- Text provided -

**17 Aug 2016**

# Xilinx FPGA Enables Scalable MIMO Precoding Core

### Researchers at Bell Labs Ireland built a frequency-dependent precoding core with high-performance FPGAs for generalized MIMO-based wireless communications systems.

Massive-MIMO (multiple-input, multiple-output) wireless systems have risen to the forefront as the preferred foundation architecture for 5G wireless networks. A low-latency precoding implementation scheme is critical for enjoying the benefits of the multi-transmission architecture inherent in the MIMO approach. Our team built a high-speed, low-latency precoding core with Xilinx System Generator and the Vivado Design Suite that is simple and scalable.

Due to their intrinsic multiuser spatial-multiplexing transmission capability, massive-MIMO systems significantly increase the signal-to-interference-and noise ratio at both the legacy single-antenna user equipment and the evolved multi-antenna user terminals. The result is more network capacity, higher data throughput and more efficient spectral utilization.

But every stick has two ends, and so does massive-MIMO technology. To use it, telecom engineers need to build multiple RF transceivers and multiple antennas based on a radiating phased array. They also have to utilize digital horsepower to perform the so-called precoding function.

Our solution was to build a low-latency and scalable frequency-dependent precoding piece of intellectual property (IP), which can be used in Lego fashion for both centralized and distributed massive-MIMO architectures. Key to this DSP R&D project were high-performance Xilinx 7 series FPGAs, along with Xilinx’s Vivado Design Suite 2015.1 with System Generator and MATLAB/Simulink.

## Precoding in Generalized MIMO Systems

In a cellular network, user data streams that radiate from generalized MIMO transmitters will be “shaped” in the air by the so-called channel response between each transmitter and receiver at a particular frequency. In other words, different data streams will go through different paths, reaching the receiver at the other end of the airspace. Even the same data stream will behave differently because of a different “experience” in the frequency domain.

This inherent wireless-transmission phenomenon is equivalent to applying a finite impulse response (FIR) filter with particular frequency response on each data stream, resulting in poor system performance due to the introduced frequency “distortion” by the wireless channels. If we treat the wireless channel as a big black box, only the inputs (transmitter outputs) and outputs (receiver inputs) are apparent at the system level.

- Supplied material -
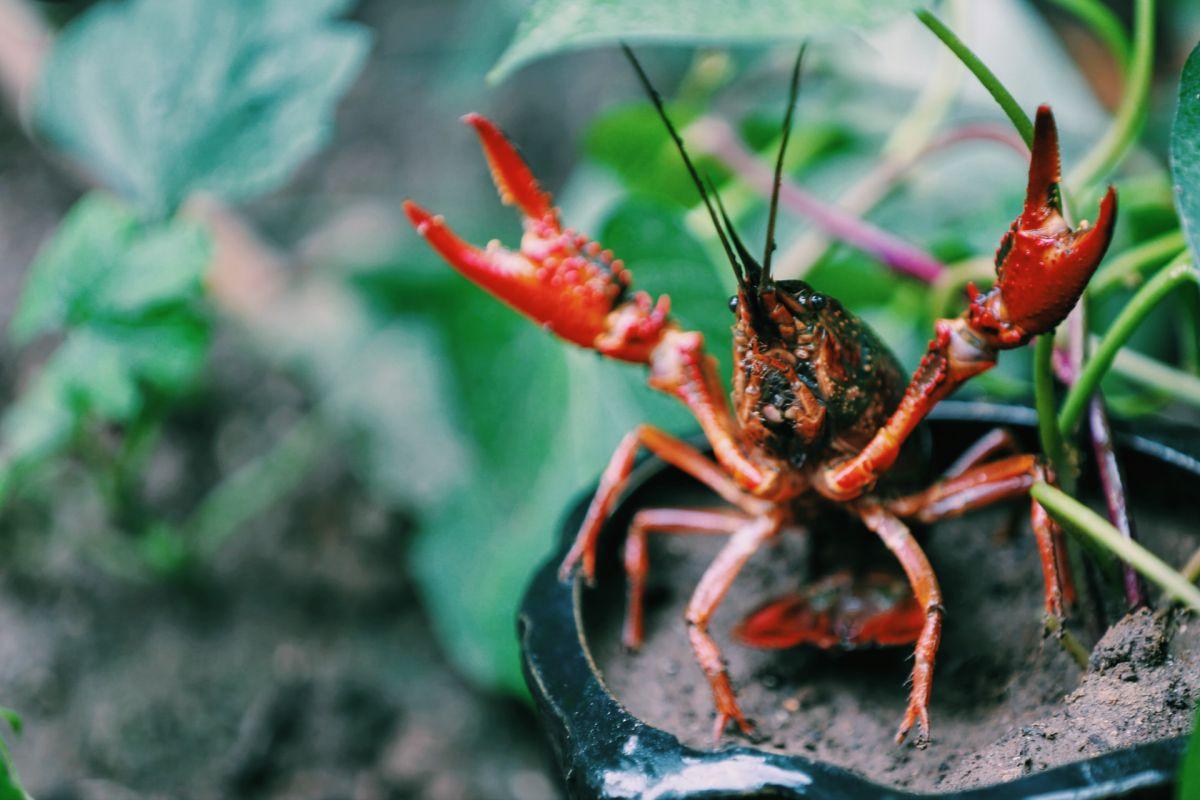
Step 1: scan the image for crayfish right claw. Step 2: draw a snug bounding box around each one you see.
[967,106,1116,349]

- Set task 1 -
Repeat the passage of the MIMO precoding article starting at "Massive-MIMO (multiple-input, multiple-output)" and ending at "efficient spectral utilization.".
- Set task 2 -
Summarize the MIMO precoding article in two sentences.
Work only from the MIMO precoding article and leave the data aside.

- Solution 1 -
Massive-MIMO (multiple-input, multiple-output) wireless systems have risen to the forefront as the preferred foundation architecture for 5G wireless networks. A low-latency precoding implementation scheme is critical for enjoying the benefits of the multi-transmission architecture inherent in the MIMO approach. Our team built a high-speed, low-latency precoding core with Xilinx System Generator and the Vivado Design Suite that is simple and scalable.

Due to their intrinsic multiuser spatial-multiplexing transmission capability, massive-MIMO systems significantly increase the signal-to-interference-and noise ratio at both the legacy single-antenna user equipment and the evolved multi-antenna user terminals. The result is more network capacity, higher data throughput and more efficient spectral utilization.

- Solution 2 -
Massive-MIMO systems, the preferred foundation for 5G networks, raise the signal-to-interference-and-noise ratio to deliver more capacity, higher throughput and better spectral use, but they demand multiple RF transceivers, phased-array antennas and digital processing power for precoding. Researchers at Bell Labs Ireland addressed this by building a low-latency, scalable frequency-dependent precoding core on Xilinx 7 series FPGAs with Vivado Design Suite, System Generator and MATLAB/Simulink, usable in both centralized and distributed massive-MIMO architectures.